Start of DATASET EXTRACT

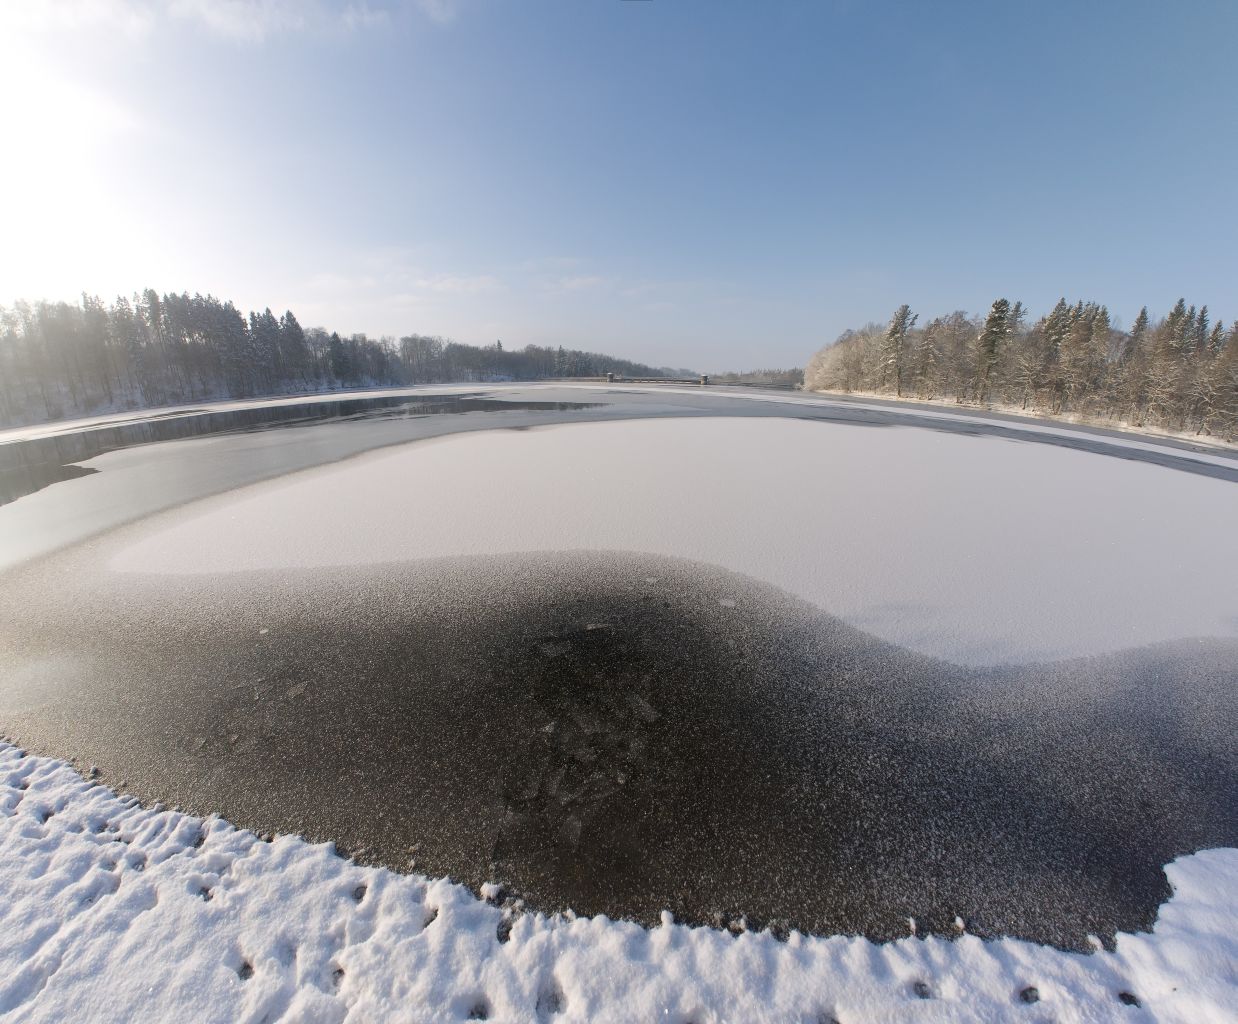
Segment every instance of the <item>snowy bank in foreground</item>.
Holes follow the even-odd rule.
[[[0,1016],[22,1021],[1230,1021],[1238,850],[1152,934],[785,942],[504,911],[440,879],[144,809],[0,744]],[[1047,1011],[1047,1012],[1046,1012]]]

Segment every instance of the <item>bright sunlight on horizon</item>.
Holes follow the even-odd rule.
[[[0,304],[802,365],[902,302],[1238,307],[1238,9],[45,0]]]

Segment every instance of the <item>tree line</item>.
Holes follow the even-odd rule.
[[[154,290],[111,304],[0,306],[0,424],[112,409],[343,387],[684,375],[577,349],[480,347],[302,328],[291,311],[243,314],[211,295]]]
[[[715,384],[757,384],[764,387],[799,388],[804,385],[804,371],[799,367],[790,370],[744,370],[710,374]]]
[[[917,327],[908,306],[885,326],[845,331],[805,369],[805,387],[1007,405],[1238,438],[1238,320],[1179,299],[1129,330],[1096,302],[1061,299],[1028,321],[998,299],[984,318],[954,312]]]

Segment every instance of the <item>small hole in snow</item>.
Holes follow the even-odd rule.
[[[249,981],[249,979],[254,976],[254,965],[248,960],[242,961],[241,966],[237,968],[236,976],[240,978],[241,981]]]
[[[1024,1003],[1040,1002],[1040,990],[1035,985],[1028,985],[1019,993],[1019,1000]]]
[[[205,842],[206,842],[206,829],[204,829],[204,828],[200,828],[200,829],[198,829],[198,835],[197,835],[197,837],[196,837],[196,838],[194,839],[194,841],[193,841],[193,848],[194,848],[195,850],[200,850],[200,849],[202,849],[202,845],[203,845]]]
[[[917,981],[911,986],[911,991],[916,994],[917,999],[932,999],[933,990],[929,988],[927,981]]]
[[[469,1007],[468,1020],[489,1020],[490,1005],[484,1000],[479,999],[471,1007]]]
[[[214,893],[212,893],[211,890],[207,886],[204,885],[202,886],[201,889],[198,890],[198,895],[202,897],[204,902],[209,903]]]
[[[1142,1006],[1139,997],[1134,992],[1119,992],[1118,1002],[1123,1006]]]
[[[421,922],[421,927],[429,928],[436,920],[438,920],[438,907],[431,907],[426,911],[426,919]]]
[[[839,1024],[839,1022],[832,1013],[821,1013],[817,1016],[817,1024]]]
[[[334,971],[331,972],[331,984],[334,985],[336,988],[340,987],[340,982],[342,982],[343,980],[344,980],[344,968],[343,967],[337,967]]]
[[[494,930],[495,937],[500,942],[506,942],[512,937],[512,925],[516,922],[510,917],[504,917],[499,921],[499,926]]]
[[[786,942],[791,937],[791,925],[779,918],[774,918],[765,927],[778,942]]]
[[[559,983],[551,979],[550,984],[538,993],[537,1015],[546,1018],[562,1013],[566,1003],[567,1000],[563,996],[563,990],[559,988]]]
[[[352,898],[360,903],[363,899],[365,899],[365,892],[365,886],[359,885],[352,891]]]

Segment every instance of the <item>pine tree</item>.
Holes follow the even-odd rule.
[[[1131,356],[1135,355],[1143,347],[1143,341],[1147,333],[1148,307],[1144,306],[1139,310],[1139,315],[1135,317],[1135,322],[1131,325],[1130,338],[1122,351],[1123,359],[1130,359]]]
[[[1066,340],[1066,336],[1070,333],[1071,309],[1066,305],[1066,298],[1057,300],[1057,305],[1053,307],[1053,311],[1045,317],[1045,339],[1049,343],[1048,358],[1050,362],[1057,362],[1057,359],[1062,351],[1062,342]]]
[[[1212,325],[1212,333],[1208,335],[1208,352],[1212,356],[1216,356],[1218,352],[1225,347],[1225,328],[1218,320]]]
[[[305,331],[290,309],[279,318],[279,349],[288,380],[304,383],[309,370],[309,346],[305,341]]]
[[[1022,302],[1015,302],[1010,307],[1010,316],[1007,318],[1006,327],[1012,337],[1019,333],[1019,328],[1023,326],[1023,321],[1026,317],[1027,307]]]
[[[1206,425],[1223,437],[1238,440],[1238,320],[1213,358],[1210,375],[1214,398]]]
[[[1022,316],[1022,303],[1018,304]],[[1011,333],[1011,309],[1009,299],[997,299],[989,307],[989,315],[984,321],[984,330],[976,339],[976,399],[984,402],[988,399],[990,377],[1001,346]]]
[[[1063,296],[1045,317],[1042,326],[1045,344],[1040,378],[1055,396],[1062,390],[1062,348],[1070,336],[1071,315],[1071,307],[1066,304],[1066,297]],[[1054,401],[1056,404],[1056,397]]]
[[[331,376],[341,384],[351,381],[353,379],[352,360],[349,358],[350,352],[343,339],[338,333],[332,331],[327,346],[331,360]]]
[[[915,351],[915,381],[916,389],[921,398],[933,398],[937,394],[940,382],[940,371],[937,357],[937,328],[939,320],[934,320],[920,332],[920,341]]]
[[[1202,349],[1208,344],[1208,307],[1200,306],[1199,315],[1195,318],[1195,333],[1192,341],[1195,348]]]
[[[1109,307],[1097,306],[1092,314],[1092,349],[1099,360],[1109,358],[1109,332],[1112,329],[1109,319]]]
[[[881,388],[888,390],[893,382],[894,393],[900,397],[903,394],[903,346],[907,342],[907,332],[918,319],[919,315],[912,313],[906,303],[899,306],[890,317],[881,346]]]
[[[1190,315],[1194,317],[1195,307],[1191,307]],[[1180,350],[1186,339],[1187,331],[1187,310],[1186,300],[1179,299],[1174,303],[1174,308],[1169,311],[1169,315],[1165,317],[1164,328],[1165,343],[1168,347]]]

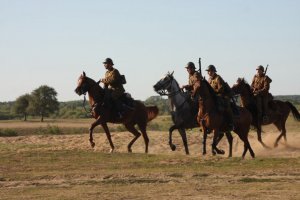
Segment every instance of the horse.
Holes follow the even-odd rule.
[[[219,101],[218,98],[220,97],[216,95],[215,91],[206,79],[202,79],[200,81],[198,86],[198,93],[200,99],[197,121],[204,129],[204,133],[207,129],[213,131],[214,137],[212,143],[212,153],[215,154],[215,151],[217,150],[216,145],[218,143],[219,132],[229,131],[228,123],[226,123],[226,119],[223,114],[224,111],[222,111],[217,106]],[[244,142],[244,151],[242,154],[242,158],[245,157],[248,150],[252,158],[254,158],[255,154],[248,140],[248,133],[250,130],[252,115],[246,108],[243,107],[238,107],[238,111],[238,116],[235,115],[233,117],[233,131]]]
[[[174,130],[178,130],[181,135],[185,153],[189,154],[186,129],[192,129],[199,127],[196,120],[197,110],[192,108],[191,100],[188,93],[185,93],[180,87],[176,79],[173,77],[173,73],[167,73],[162,79],[160,79],[154,86],[154,90],[161,96],[168,96],[172,105],[172,121],[173,125],[169,128],[169,145],[172,151],[176,150],[176,145],[172,142],[172,133]],[[196,110],[196,112],[193,112]],[[206,134],[206,133],[205,133]],[[232,156],[232,135],[230,132],[226,132],[227,140],[229,142],[229,157]],[[221,135],[223,137],[223,135]],[[220,139],[221,139],[220,137]],[[220,140],[219,139],[219,140]],[[203,140],[203,155],[206,154],[206,139]],[[223,150],[217,151],[219,154],[224,154]]]
[[[287,142],[285,124],[290,112],[292,112],[295,120],[300,120],[300,114],[292,103],[288,101],[283,102],[280,100],[270,101],[269,120],[260,122],[258,121],[255,97],[253,95],[253,92],[251,91],[251,86],[247,83],[247,81],[244,78],[238,78],[237,83],[232,86],[232,90],[234,93],[241,96],[242,106],[244,106],[251,112],[253,117],[252,125],[256,128],[258,141],[262,144],[263,147],[270,148],[262,141],[262,125],[274,124],[280,131],[280,135],[277,137],[274,143],[274,147],[278,146],[278,142],[282,137],[284,137],[285,143]]]
[[[148,153],[149,138],[147,135],[147,123],[158,115],[157,106],[145,106],[141,101],[133,100],[133,108],[127,110],[120,118],[110,106],[104,104],[105,89],[102,88],[96,81],[86,76],[85,72],[80,75],[75,92],[80,96],[88,93],[89,104],[92,109],[92,116],[96,119],[89,128],[90,145],[93,148],[95,142],[93,141],[93,130],[96,126],[101,125],[106,133],[112,153],[114,151],[114,144],[111,139],[111,134],[107,123],[123,124],[125,128],[134,135],[134,138],[129,142],[127,149],[132,152],[131,146],[142,135],[145,142],[145,153]],[[135,128],[139,127],[140,132]]]

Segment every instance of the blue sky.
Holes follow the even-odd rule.
[[[271,92],[300,94],[298,0],[0,0],[0,102],[41,85],[59,101],[82,71],[99,80],[114,60],[136,99],[168,71],[183,85],[187,62],[209,64],[232,85],[269,64]],[[206,75],[206,74],[205,74]]]

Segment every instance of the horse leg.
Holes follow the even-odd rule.
[[[212,146],[211,151],[212,151],[213,155],[216,155],[216,153],[221,154],[221,155],[225,154],[224,150],[218,149],[218,147],[217,147],[218,143],[220,142],[220,138],[222,139],[223,136],[224,136],[223,133],[220,133],[218,130],[214,130],[213,142],[211,144],[211,146]]]
[[[236,134],[238,134],[240,139],[244,142],[244,151],[243,151],[243,154],[242,154],[243,159],[245,158],[245,155],[246,155],[248,150],[250,152],[251,157],[255,158],[255,154],[254,154],[253,149],[251,148],[251,145],[250,145],[249,140],[248,140],[248,132],[249,132],[249,130],[248,131],[237,131],[236,132]]]
[[[134,128],[134,124],[125,124],[126,129],[134,135],[134,138],[127,145],[128,152],[132,152],[131,146],[141,136],[141,134]]]
[[[181,135],[181,138],[182,138],[182,142],[183,142],[183,145],[184,145],[184,149],[185,149],[185,154],[186,155],[189,155],[190,152],[189,152],[189,147],[188,147],[188,144],[187,144],[187,138],[186,138],[186,132],[185,132],[185,129],[184,128],[179,128],[178,129],[180,135]]]
[[[281,123],[281,122],[275,122],[274,125],[276,126],[276,128],[280,131],[280,135],[277,137],[274,147],[278,147],[278,142],[281,139],[281,137],[284,137],[285,142],[287,141],[286,139],[286,128],[285,128],[285,122]]]
[[[230,131],[227,131],[225,134],[226,134],[226,137],[227,137],[227,141],[229,143],[229,155],[228,155],[228,157],[232,157],[232,141],[233,141],[233,137],[232,137]]]
[[[142,136],[144,138],[145,142],[145,153],[148,153],[148,145],[149,145],[149,138],[146,131],[146,125],[147,123],[138,123],[138,126],[140,128],[140,131],[142,132]]]
[[[94,121],[94,123],[91,124],[90,128],[89,128],[89,131],[90,131],[90,144],[91,144],[91,147],[94,148],[95,147],[95,142],[94,142],[94,139],[93,139],[93,130],[96,126],[98,126],[99,124],[101,123],[101,118],[98,117],[98,119],[96,121]]]
[[[174,145],[173,141],[172,141],[172,134],[175,129],[177,129],[176,125],[173,125],[169,128],[169,145],[170,145],[170,148],[172,149],[172,151],[176,150],[176,145]]]
[[[207,131],[206,129],[203,129],[202,155],[206,154],[206,139],[207,139]]]
[[[257,139],[258,141],[260,142],[260,144],[266,148],[266,149],[271,149],[270,147],[268,147],[263,141],[262,141],[262,138],[261,138],[261,125],[258,125],[257,126]]]
[[[219,130],[215,129],[214,130],[213,142],[211,144],[211,152],[214,156],[216,155],[216,153],[218,153],[218,148],[217,148],[218,137],[219,137]]]
[[[217,139],[217,142],[216,142],[216,151],[217,151],[217,154],[222,154],[222,155],[225,154],[225,151],[224,151],[224,150],[218,149],[218,148],[217,148],[219,142],[222,140],[223,137],[224,137],[224,133],[223,133],[223,132],[220,132],[220,133],[219,133],[219,136],[218,136],[218,139]]]
[[[113,144],[113,142],[111,140],[111,135],[110,135],[110,131],[108,129],[107,123],[102,123],[101,125],[102,125],[102,128],[105,131],[106,137],[107,137],[109,145],[110,145],[110,153],[113,153],[115,147],[114,147],[114,144]]]

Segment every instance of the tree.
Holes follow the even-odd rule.
[[[19,96],[16,99],[13,106],[13,111],[16,114],[22,114],[24,116],[24,121],[27,120],[29,102],[30,102],[30,95],[24,94],[22,96]]]
[[[31,93],[29,110],[34,115],[41,116],[41,122],[44,117],[49,116],[59,110],[59,102],[56,99],[57,92],[54,88],[42,85]]]
[[[156,105],[159,109],[160,115],[170,114],[170,103],[168,99],[161,96],[151,96],[144,102],[145,105]]]

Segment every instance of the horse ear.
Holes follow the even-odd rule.
[[[83,74],[83,76],[85,76],[85,72],[84,72],[84,71],[83,71],[83,73],[82,73],[82,74]]]
[[[174,71],[172,71],[172,73],[170,75],[173,76],[173,74],[174,74]]]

End of DATASET EXTRACT

> [DIRECTIONS]:
Every line of the listing above that contains "item" is to be copied.

> [TASK OUTPUT]:
Segment every instance of the <item>snowy bank in foreground</item>.
Segment every instance of the <item>bright sunlight on horizon</item>.
Segment every instance of the <item>tree line</item>.
Segment every instance of the <item>small hole in snow</item>.
Segment every instance of the <item>pine tree</item>.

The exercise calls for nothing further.